# EXERCISE:
Extract each line of the data below that contains the word "fence", treating uppercase and lowercase letters as different.

# INFORMATION SHOWN:
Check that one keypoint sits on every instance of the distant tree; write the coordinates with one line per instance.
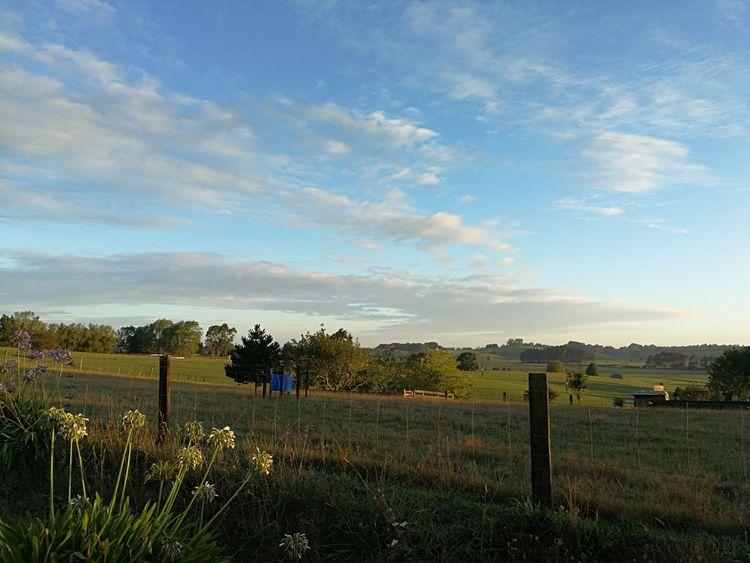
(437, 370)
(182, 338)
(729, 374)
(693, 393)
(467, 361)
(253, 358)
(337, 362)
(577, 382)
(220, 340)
---
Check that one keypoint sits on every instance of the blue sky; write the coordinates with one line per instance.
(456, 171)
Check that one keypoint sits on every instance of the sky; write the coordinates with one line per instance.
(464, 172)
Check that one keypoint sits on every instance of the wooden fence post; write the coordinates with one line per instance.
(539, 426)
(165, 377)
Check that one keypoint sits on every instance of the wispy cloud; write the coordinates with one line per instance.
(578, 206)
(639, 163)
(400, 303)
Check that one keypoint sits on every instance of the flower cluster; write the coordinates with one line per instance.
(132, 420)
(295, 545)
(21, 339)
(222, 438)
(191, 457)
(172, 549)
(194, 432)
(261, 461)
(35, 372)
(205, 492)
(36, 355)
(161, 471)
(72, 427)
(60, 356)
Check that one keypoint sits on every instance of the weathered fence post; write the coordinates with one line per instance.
--
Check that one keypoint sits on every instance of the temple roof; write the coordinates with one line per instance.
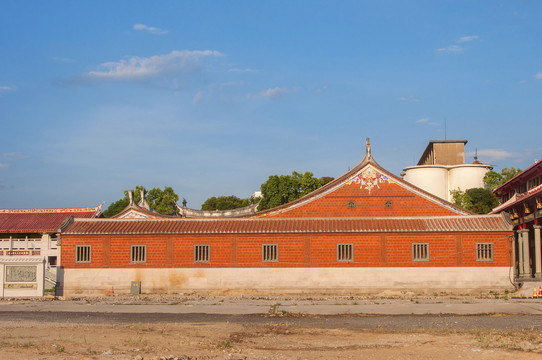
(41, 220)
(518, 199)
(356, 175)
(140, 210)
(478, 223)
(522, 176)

# SOLVED PROBLEM:
Check that one keypoint sits on every instance of the wooden fence post; write the coordinates with one line per instance.
Check that one keypoint sits on every instance of the weathered fence post; write the coordinates with one line per instance.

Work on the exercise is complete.